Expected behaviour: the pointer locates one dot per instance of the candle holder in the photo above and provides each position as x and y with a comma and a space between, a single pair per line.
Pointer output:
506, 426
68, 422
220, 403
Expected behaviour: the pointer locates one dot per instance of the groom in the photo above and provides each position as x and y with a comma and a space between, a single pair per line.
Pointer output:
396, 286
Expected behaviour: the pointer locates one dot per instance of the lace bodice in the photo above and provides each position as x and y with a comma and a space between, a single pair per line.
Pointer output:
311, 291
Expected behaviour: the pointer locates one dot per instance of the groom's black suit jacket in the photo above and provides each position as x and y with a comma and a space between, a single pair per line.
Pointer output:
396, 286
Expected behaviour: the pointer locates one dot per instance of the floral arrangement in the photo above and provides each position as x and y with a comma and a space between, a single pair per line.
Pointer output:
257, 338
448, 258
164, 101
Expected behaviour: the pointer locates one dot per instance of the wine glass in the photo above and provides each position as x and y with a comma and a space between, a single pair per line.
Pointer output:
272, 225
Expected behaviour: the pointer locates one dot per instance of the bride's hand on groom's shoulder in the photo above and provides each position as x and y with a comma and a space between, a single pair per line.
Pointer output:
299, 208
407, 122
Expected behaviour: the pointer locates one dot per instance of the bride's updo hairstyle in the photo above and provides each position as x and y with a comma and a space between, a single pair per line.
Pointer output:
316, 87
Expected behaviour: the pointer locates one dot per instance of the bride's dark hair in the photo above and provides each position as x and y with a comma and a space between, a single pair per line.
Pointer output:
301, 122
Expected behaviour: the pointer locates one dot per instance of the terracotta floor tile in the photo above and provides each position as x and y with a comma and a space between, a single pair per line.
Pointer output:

— WHAT IS NEEDED —
Restate the tail of the listing word for word, beginning at the line containing "of the groom's".

— RESPONSE BELOW —
Expected behaviour: the pointer locates one dot per instance of the groom's black suit jacket in the photo above and provides each position as x and y with a comma and a space between, a single pair per line.
Pointer output:
396, 286
Expected behaviour: the pointer locates one dot per instance of the floral arrangement in the photo above and provides each position as x and y with a comma and a space between, a single pair per line.
Pointer output:
257, 338
448, 258
164, 101
Expected behaviour: the pointer locates one dot per instance of the wine glass in the photo above and provides each position as x and y with a comma and a space between, a single pair per line.
Pointer output:
272, 225
Expected behaviour: the pointer locates one dot per instance of the bride's hand on groom's shoulder in the photo above and provides each position as x and y with a comma and a space between, a single pair per line.
Pointer output:
299, 208
407, 122
Expected behaviour: the pointer locates one dot per instance of the bride's updo hairstyle in the photo above and provides each position as x and y with a comma and a space between, a single pair per line.
Pointer output:
316, 87
Expected behaviour: the pointer locates one dot per instance of the bride's dark hair in the photo above and provides each position as x and y with a comma and a space between, a single pair per line.
Pointer output:
301, 122
Expected behaviour: the pointer locates one dot per instance of the terracotta floor tile in the photo above and provides each position as x and y with a comma and a space between, a single pair per line.
Pointer output:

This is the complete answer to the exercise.